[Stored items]
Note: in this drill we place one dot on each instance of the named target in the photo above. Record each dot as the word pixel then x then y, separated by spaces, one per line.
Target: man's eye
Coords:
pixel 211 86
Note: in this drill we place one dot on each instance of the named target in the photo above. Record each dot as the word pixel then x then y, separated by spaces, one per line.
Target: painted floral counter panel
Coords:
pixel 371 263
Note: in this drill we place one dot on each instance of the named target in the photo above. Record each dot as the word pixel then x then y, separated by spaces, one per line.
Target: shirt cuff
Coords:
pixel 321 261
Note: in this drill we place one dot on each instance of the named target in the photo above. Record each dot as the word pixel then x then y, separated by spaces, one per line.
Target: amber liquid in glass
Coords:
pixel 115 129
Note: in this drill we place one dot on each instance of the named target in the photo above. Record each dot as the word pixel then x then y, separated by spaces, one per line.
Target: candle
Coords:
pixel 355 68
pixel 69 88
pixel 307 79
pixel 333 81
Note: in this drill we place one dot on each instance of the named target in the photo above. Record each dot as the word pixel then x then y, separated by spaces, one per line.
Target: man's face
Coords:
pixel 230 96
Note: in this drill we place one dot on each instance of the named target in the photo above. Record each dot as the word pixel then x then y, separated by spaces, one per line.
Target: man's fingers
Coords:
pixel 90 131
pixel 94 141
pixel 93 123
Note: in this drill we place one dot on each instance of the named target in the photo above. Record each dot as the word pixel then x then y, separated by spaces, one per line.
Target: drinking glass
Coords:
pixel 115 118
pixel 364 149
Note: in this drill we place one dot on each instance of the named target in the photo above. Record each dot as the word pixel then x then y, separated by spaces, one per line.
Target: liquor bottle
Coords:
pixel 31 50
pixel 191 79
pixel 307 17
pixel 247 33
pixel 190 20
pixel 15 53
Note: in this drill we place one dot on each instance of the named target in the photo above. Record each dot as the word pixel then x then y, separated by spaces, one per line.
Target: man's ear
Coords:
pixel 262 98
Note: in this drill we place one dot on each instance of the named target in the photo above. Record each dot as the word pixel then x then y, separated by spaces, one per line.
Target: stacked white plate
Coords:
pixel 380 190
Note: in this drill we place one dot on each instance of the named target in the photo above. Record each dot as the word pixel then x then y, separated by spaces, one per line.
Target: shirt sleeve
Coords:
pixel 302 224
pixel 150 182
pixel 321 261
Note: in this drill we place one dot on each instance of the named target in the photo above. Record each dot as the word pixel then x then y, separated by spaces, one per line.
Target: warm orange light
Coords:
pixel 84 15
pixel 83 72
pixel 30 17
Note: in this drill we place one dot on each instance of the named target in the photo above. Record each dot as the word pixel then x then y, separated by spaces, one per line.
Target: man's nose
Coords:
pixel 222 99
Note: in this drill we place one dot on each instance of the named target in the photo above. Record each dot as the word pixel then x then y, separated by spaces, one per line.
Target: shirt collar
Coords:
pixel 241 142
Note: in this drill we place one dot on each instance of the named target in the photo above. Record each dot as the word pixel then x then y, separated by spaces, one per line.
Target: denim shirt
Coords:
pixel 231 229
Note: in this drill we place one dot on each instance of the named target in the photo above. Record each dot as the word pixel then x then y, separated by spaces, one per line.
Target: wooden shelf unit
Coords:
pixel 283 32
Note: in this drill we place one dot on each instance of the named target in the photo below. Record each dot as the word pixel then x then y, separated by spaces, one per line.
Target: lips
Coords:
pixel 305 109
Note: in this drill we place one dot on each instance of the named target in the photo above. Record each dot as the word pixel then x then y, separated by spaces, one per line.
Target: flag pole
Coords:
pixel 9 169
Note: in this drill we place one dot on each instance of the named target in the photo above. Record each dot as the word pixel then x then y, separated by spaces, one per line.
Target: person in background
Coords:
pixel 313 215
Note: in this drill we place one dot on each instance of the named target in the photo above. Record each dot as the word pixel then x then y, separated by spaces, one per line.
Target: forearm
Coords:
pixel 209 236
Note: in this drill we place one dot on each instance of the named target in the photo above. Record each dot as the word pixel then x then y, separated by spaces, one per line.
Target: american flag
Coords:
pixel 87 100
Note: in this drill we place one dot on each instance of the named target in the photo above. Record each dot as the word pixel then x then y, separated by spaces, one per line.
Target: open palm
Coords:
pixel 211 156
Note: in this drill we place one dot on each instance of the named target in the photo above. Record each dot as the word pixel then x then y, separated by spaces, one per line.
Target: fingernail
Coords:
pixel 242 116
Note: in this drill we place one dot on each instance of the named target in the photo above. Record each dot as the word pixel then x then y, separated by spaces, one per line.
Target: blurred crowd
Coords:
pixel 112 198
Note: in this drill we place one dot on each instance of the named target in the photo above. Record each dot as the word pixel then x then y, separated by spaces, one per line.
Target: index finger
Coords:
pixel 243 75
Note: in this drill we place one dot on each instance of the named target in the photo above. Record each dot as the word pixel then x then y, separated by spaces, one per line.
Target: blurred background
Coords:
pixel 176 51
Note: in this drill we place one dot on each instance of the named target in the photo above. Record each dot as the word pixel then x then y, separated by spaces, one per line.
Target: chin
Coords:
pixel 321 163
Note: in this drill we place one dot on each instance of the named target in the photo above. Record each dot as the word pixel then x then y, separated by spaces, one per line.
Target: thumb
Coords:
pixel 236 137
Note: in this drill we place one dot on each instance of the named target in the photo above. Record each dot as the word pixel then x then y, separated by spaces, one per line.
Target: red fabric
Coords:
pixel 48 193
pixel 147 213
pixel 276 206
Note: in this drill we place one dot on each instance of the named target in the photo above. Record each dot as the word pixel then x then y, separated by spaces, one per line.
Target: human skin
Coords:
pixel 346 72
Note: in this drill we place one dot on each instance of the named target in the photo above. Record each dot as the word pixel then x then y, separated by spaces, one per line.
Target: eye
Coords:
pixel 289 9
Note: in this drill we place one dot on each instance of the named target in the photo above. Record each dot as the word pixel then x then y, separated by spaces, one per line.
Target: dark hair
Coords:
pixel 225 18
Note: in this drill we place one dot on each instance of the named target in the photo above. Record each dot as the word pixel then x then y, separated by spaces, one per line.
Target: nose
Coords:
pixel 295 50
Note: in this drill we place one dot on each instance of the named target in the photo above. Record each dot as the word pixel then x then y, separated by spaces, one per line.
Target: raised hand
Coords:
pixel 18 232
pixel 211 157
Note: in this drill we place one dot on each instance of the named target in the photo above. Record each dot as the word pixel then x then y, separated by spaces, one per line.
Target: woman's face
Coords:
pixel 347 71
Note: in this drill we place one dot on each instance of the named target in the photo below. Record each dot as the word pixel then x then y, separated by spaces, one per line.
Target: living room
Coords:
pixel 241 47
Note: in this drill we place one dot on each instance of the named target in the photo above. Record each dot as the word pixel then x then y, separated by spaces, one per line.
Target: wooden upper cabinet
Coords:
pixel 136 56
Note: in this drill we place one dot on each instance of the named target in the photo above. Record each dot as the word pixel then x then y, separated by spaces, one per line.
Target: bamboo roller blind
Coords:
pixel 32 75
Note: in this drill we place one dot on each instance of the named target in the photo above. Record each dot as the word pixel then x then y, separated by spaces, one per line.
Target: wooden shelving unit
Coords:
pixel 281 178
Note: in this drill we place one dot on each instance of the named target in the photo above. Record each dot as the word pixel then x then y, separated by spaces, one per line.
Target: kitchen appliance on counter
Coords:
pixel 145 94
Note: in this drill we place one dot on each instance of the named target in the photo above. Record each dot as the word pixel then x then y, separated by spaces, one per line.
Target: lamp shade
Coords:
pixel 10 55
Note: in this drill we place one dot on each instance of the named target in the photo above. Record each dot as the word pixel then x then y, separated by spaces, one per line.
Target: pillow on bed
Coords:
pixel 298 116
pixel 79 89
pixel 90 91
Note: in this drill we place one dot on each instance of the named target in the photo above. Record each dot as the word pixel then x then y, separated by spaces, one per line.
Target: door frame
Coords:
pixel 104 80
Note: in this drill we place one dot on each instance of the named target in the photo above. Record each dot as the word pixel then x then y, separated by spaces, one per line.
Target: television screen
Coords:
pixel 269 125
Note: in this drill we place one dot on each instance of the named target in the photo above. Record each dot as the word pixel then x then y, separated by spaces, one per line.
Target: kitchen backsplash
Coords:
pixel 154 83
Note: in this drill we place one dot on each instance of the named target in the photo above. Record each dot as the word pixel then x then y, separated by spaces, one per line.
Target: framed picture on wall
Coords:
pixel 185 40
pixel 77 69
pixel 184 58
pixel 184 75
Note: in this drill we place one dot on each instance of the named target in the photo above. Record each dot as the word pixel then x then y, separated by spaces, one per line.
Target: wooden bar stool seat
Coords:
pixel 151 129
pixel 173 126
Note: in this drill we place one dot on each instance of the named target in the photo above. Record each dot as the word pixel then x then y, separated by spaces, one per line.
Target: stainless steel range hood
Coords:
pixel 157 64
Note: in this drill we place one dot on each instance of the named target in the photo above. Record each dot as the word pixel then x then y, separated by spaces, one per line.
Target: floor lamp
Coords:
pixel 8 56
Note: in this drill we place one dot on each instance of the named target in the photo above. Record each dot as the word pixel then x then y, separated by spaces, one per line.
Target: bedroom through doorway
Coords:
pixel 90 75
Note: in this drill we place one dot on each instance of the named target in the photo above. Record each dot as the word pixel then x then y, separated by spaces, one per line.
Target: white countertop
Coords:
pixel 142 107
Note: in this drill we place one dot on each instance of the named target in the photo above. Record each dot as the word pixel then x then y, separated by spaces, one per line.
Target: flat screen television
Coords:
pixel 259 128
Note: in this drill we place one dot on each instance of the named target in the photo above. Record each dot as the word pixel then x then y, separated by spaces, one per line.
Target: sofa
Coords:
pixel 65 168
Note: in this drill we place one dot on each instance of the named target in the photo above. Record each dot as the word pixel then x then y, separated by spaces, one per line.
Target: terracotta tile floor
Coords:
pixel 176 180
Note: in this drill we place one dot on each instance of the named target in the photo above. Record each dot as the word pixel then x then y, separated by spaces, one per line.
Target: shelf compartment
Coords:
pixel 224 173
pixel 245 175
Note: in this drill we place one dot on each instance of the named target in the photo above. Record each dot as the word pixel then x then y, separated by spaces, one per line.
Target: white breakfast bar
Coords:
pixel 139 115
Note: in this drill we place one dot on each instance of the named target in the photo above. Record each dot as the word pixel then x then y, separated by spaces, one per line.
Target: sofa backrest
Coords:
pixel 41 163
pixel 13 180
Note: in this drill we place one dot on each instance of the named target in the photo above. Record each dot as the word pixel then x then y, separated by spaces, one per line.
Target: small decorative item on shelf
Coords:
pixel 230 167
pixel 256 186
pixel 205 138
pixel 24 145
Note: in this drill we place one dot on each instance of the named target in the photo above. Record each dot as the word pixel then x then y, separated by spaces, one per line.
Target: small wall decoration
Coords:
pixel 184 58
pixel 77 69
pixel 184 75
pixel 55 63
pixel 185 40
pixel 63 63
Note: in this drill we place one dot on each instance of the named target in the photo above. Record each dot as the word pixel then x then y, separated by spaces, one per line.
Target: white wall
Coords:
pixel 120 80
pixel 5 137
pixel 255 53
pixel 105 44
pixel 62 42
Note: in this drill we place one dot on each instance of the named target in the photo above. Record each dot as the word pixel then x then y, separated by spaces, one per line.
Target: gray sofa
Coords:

EXERCISE INSTRUCTIONS:
The result should be every line that contains "wall", copied from the entries.

EXERCISE ANSWER:
Target: framed picture on wall
Target: small wall decoration
Target: white wall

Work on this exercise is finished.